DOCUMENT PASSAGE »

So a bit of research is needed here!

The gentleman that owned this clearly used her and loved her as it has a beautiful base to protect the edge...






All in all...a nice find!






I'm getting quite a collection of infills now...not a slope of COURSE!!  :wink: 

Jim


----------



## GazPal (1 Nov 2010)

You've already slid and it's a very nasty habit you're developing my friend. :lol: 

My grandafther used to keep his infill planes (We used to call them iron clads) shod in the same manner for storage. Very nice find and by a very good maker. :wink:


----------



## jimi43 (1 Nov 2010)

HA! Gary...I have stabilisers!!! They are called "short of money" wheels!

I just did a tiny bit of research on Google and found this...from a Tyzack 1908 catalogue...

Link to Tyzack 1908 catalogue page


Looks like Tyzack sold Norris No.245s under their own badge (check out the little mark on the back bottom of the soles...

1892-1905 at 340 Old Street....

I'm happy now!

This is fun!


Jim


----------



## GazPal (1 Nov 2010)

I'd have been happy before finding that out and would be on cloud nine in seventh heaven afterwards. It's now an even better very nice result. :wink: 

I'm going to have to start going to boot fares and pay more close attention to Flea-Bay from now on. I wish I'd never let my cousin "inherit" our grandad's planes now. lol


----------



## Pvt_Ryan (1 Nov 2010)

you have some luck!!


----------



## stoatyboy (1 Nov 2010)

that's it I can control myself no longer - you are a spawney get!

how do you keep coming up with this amazing stuff??

I can only console myself with the wonderful way you bring them back to life - well done


----------



## woodbloke (1 Nov 2010)

jimi43":v6ysfrxk said:


> I just did a tiny bit of research on Google and found this...from a Tyzack 1908 catalogue...
> 
> Link to Tyzack 1908 catalogue page
> 
> ...



Interestingly, I have exactly the same model of the 'Ultimate Reform Plane' (bottom left hand corner) Mine is a little more recent though...cost me £12 from PFT :wink: - Rob


----------



## Richard T (1 Nov 2010)

Very well spotted. How that one missed the ebay collectors I don't know. 
It's nearly as nice as the one I got yesterday (achm) :evil: 
Can't tell quite from the photo but does that lever screw have square - cut thread? Would be the first elderly one I've seen if so.


----------



## LuptonM (1 Nov 2010)

OMFG!!!! Not again....Your making me feel depressed


----------



## AndyT (1 Nov 2010)

Now now Jim, don't you realise that you missed the highly valuable and rare chisels with the unique 'spatter pattern' handles, the mallet with the sought after bifurcated handle, the Roman brick bolster....

Oh all right, you're a jammy sod that we're all jealous of!

Seriously though, well spotted. I'm sure you'll give it a very good home. Just one favour to ask - can you let us all know when you are next going on holiday - as there is no point scouring ebay for any more bargains if you're there as well!


----------



## Ironballs (1 Nov 2010)

I don't think the ebay collectors did miss that one :wink: 

Beware that slope.... you'll be needing a nice cabinet for that collection


----------



## toolsntat (2 Nov 2010)

DATASET EXTRACT »
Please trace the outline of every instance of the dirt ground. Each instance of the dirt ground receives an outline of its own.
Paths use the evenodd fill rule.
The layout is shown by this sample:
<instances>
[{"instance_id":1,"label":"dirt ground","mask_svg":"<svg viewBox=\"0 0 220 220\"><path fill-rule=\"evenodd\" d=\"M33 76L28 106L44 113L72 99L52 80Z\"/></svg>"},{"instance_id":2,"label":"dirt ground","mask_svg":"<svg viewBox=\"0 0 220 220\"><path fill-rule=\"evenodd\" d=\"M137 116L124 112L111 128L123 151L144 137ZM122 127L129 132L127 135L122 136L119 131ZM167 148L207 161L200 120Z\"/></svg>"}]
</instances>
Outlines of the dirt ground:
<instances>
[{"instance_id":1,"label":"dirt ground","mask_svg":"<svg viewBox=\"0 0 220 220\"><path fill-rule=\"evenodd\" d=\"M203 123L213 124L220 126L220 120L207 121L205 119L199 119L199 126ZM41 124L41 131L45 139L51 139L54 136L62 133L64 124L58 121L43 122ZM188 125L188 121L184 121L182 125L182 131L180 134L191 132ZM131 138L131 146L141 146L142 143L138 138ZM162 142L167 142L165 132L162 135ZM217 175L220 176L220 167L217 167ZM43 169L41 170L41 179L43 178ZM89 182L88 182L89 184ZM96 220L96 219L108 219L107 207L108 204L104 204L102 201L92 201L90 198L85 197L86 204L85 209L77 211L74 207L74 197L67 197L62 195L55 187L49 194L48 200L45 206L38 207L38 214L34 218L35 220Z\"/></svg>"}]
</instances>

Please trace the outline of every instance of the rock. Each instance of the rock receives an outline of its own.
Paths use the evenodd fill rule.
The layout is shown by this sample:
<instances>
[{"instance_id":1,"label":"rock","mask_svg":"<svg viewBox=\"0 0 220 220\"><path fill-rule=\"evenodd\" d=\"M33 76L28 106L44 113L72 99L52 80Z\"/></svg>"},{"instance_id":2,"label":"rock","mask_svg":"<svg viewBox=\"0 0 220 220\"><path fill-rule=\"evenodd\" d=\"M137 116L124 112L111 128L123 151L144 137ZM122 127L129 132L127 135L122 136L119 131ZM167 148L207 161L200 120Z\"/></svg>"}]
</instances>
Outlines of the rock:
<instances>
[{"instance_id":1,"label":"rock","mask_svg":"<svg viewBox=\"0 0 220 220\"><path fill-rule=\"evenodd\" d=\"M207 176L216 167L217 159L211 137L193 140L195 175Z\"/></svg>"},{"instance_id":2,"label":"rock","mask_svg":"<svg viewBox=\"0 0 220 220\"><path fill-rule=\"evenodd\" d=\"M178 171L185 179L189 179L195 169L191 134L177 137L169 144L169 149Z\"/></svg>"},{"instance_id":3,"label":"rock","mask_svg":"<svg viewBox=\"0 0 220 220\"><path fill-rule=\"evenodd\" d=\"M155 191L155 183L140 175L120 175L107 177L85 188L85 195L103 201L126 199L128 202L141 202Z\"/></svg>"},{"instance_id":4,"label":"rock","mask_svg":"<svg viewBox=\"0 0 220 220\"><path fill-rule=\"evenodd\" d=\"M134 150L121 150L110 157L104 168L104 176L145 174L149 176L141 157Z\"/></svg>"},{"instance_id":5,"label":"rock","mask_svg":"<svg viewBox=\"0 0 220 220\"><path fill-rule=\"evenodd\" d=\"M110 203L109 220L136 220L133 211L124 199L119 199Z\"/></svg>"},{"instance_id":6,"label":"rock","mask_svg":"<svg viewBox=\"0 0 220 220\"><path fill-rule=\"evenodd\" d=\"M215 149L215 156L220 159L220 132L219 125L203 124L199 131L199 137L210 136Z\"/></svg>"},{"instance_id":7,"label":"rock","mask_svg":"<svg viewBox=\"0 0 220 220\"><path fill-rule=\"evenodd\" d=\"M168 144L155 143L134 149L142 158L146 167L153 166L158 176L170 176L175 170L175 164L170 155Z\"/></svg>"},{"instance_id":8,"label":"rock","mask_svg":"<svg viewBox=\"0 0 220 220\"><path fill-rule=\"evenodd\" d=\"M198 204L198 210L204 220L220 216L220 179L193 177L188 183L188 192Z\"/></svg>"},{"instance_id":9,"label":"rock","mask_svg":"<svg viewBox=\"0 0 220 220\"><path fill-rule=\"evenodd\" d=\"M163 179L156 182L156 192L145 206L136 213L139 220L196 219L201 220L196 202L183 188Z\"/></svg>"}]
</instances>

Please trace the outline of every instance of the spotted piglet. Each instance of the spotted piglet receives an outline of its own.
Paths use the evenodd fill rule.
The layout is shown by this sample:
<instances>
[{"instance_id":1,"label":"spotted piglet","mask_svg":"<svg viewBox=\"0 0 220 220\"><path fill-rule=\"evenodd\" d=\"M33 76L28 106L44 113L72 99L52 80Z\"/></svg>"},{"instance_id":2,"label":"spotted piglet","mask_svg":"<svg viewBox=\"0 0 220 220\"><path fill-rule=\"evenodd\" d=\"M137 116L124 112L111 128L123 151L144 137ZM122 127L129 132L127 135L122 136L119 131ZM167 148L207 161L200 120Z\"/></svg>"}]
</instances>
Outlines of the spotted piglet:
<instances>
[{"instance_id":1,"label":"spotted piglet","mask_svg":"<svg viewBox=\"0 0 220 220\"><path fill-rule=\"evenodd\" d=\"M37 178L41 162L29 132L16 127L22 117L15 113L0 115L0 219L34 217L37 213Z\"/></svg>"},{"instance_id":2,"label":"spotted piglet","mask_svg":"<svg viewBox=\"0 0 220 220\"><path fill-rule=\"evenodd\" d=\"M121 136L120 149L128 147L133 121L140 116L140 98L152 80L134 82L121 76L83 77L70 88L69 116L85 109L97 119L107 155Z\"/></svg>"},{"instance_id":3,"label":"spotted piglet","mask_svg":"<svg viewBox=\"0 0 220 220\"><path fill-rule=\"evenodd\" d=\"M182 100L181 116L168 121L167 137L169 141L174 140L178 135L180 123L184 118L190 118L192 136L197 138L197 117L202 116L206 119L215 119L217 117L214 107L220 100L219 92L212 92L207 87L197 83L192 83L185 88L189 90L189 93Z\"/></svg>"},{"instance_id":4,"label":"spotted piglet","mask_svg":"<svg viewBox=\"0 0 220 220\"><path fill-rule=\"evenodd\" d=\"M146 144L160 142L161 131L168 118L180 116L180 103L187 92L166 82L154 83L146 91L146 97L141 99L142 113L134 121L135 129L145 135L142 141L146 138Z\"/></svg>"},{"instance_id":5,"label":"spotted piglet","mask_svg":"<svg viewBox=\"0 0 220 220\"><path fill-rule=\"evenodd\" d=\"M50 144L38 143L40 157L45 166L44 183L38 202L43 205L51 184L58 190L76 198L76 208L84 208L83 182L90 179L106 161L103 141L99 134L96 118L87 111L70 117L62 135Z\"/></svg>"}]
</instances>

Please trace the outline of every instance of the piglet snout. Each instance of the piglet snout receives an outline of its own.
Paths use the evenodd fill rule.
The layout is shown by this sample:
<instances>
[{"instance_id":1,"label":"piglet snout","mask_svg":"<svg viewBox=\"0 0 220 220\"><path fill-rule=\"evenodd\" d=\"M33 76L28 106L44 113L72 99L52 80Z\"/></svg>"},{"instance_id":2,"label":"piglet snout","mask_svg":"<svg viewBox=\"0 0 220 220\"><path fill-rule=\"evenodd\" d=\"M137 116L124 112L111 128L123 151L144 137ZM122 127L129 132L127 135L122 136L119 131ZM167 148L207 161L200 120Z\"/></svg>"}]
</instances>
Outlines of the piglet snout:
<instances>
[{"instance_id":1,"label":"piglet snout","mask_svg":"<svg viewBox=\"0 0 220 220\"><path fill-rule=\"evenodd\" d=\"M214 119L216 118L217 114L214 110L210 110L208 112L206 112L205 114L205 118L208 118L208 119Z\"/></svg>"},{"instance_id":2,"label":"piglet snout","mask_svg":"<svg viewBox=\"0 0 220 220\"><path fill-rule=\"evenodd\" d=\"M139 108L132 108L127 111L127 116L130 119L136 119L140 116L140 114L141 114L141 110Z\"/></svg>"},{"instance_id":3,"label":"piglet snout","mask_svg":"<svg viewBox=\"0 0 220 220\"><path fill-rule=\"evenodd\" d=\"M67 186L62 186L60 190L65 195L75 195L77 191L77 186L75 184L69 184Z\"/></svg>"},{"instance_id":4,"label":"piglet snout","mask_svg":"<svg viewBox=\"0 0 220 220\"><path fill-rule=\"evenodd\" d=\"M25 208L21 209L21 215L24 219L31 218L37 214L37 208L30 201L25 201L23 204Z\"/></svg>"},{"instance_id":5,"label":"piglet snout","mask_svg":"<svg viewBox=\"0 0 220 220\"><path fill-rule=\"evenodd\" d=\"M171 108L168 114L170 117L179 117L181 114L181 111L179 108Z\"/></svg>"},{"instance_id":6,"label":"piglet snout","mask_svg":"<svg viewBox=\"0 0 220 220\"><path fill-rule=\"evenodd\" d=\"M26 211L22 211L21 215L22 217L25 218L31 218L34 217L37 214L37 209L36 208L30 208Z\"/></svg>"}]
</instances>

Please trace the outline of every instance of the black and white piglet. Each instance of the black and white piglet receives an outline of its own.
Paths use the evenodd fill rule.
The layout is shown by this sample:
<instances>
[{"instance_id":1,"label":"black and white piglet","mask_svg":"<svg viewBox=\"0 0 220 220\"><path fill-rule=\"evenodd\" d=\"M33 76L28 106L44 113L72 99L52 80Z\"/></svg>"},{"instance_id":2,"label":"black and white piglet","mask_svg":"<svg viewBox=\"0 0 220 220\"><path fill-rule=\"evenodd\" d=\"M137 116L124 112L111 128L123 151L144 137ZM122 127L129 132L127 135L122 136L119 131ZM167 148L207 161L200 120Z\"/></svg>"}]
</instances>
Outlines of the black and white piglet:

DIRECTIVE » Reproduce the portion of the infill plane thread between "I'd have been" and "have some luck!!", inclusive.

CORRECT ANSWER »
I'd have been happy before finding that out and would be on cloud nine in seventh heaven afterwards. It's now an even better very nice result. :wink: 

I'm going to have to start going to boot fares and pay more close attention to Flea-Bay from now on. I wish I'd never let my cousin "inherit" our grandad's planes now. lol


----------



## Pvt_Ryan (1 Nov 2010)

you have some luck!!